[Instructions to follow]
Answer these questions using the course description below.
1. What is the course number?
2. Which two trading companies does the course description name?
3. What lens will the course employ?

The Global History of Dutch Art

Open, Small Lecture—Fall

ARTH 2047

The context of the 17th-century Dutch Republic presents a distinct case for a global approach to art history, poised for the exchange of images, objects, and knowledge through the Dutch East India Company (VOC), the West India Company (WIC), the Amsterdam Stock Exchange, and as both a young republic and a colonial empire. In this course, we will look at paintings, prints, drawings, maps, sculpture, and decorative art, investigating efforts by Dutch artists to visualize global encounters and distant places, Dutch interests in collecting and displaying rarities, and various types of artistic exchange and influence. We will consider connections not only between the Dutch Republic and its territories in current-day Indonesia, Brazil, and South Africa but also those established through trade and diplomacy elsewhere, including cross-border with the southern Netherlands, with other European cultures, with Asia, and with the Americas. Rejecting methods of world history or of comparative history across cultures, as well as the fallacies of Eurocentrism and center-versus-periphery, this course will employ the lens of global integration. We will consider processes and mechanisms of early-modern globalization, including imperialism, enslavement, colonization, evangelization, trade, consumption, collecting, and the diffusion of prints. This course will involve visits to area museums to study 17th-century objects in person.

(Region segmentation data)
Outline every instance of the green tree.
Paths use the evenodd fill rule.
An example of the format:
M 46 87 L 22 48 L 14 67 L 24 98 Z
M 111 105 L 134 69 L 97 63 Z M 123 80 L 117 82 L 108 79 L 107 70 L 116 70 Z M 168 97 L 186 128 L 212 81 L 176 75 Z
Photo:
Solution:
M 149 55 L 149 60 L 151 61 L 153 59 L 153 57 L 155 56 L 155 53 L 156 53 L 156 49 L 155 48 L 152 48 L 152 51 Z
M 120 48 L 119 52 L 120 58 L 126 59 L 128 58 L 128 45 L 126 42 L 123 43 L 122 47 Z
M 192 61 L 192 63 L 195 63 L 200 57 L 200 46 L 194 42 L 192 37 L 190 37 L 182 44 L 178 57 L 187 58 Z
* * *
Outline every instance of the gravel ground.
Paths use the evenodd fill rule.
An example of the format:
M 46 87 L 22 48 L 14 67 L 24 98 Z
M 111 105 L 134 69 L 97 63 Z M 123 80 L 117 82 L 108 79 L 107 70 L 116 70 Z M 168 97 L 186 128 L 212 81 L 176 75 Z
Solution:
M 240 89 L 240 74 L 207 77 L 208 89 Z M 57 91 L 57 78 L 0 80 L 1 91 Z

[Exercise solution]
1. ARTH 2047
2. The Dutch East India Company (VOC) and the West India Company (WIC)
3. The lens of global integration